**Selected excerpt:**
BEGIN

# wrong grain orientation on wedged through tenon



## brian15c0 (Oct 30, 2020)

Laying in bed last evening after a productive day in the shop, I realized I made a big mistake. I cut my wedged through tenon such that the wedges are going to apply force across the grain and potentially split my board when I put them in.

I originally designed the thing correctly, its just that I let it sit for too long between steps. I didn't have the dimensions / measurements for my mortise location written out yet though and I guess I was on autopilot.

So, I cut the mortise 90 deg off what it should be. Now, the wedges are potentially going to split my board when I proceed.

A: Would I be able to clamp across the board as I'm driving in the wedges? (its a somewhat weird shape)

B: Should I make two additional wedges to fill my outer taper and make for a mainly-decorative wedge joint?

C: Should I enlargen the mortise in the correct orientation and make a new stretcher that is bigger? (I don't like this, it will be huge)

D: should I make a plug for the mortise, glue it in, and cut new mortises at the correct orientation? (high likelyhood of looking like crap)

E: Will everything be ok, just go for it? (similar to A, but sketchier)

Here are some photos:


http://imgur.com/nzkfS89


----------



## splintergroup (Jan 20, 2015)

Yeah, if the wedges are substantial and you really send them home, you could split your sides. Unlikely however.

As a way to correct this, I'd fill the kerfs with flat wood (no taper). Maybe a contrasting color for style points, then recut in the direction you intended.


----------



## SMP (Aug 29, 2018)

I'm not exactly sure of your end goal, and i can't see the rest of the setup, but since this is permanent and not knockdown, just some questions. Did you drill holes across the bottom of the kerfs? If you drilled those correctly aligned, and this is solid oak, and you tapered the mortise right it should be fine. They may snap internally but the glue etc should hold it all inside.


----------



## brian15c0 (Oct 30, 2020)

Thanks for the replies. I did drill the stress-relief holes at the bottom of the saw kerfs. It sounds like I am going to try to just go for it. I won't assemble the top dovetails till after the wedges work. That way, if it splits, I can re-glue it and put the wedged taper in the correct orientation.

Sounds like every woodworking mistake is salvageable given enough time, patience, and of course extra wood


----------

END

**Given data:**
BEGIN

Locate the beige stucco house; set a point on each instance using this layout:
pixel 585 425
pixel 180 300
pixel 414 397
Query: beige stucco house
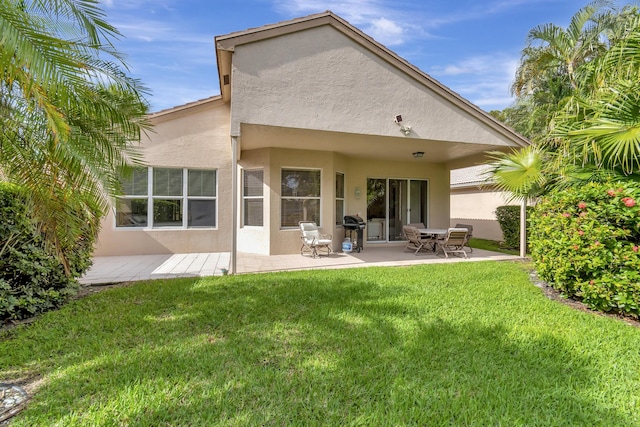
pixel 315 120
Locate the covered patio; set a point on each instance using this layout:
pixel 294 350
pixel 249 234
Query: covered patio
pixel 114 269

END

**Stated goal:** In the woodworking thread, what did brian15c0 drill at the bottom of the saw kerfs? Please rely on the woodworking thread alone, not the material.

**Reply to the exercise:** Stress-relief holes.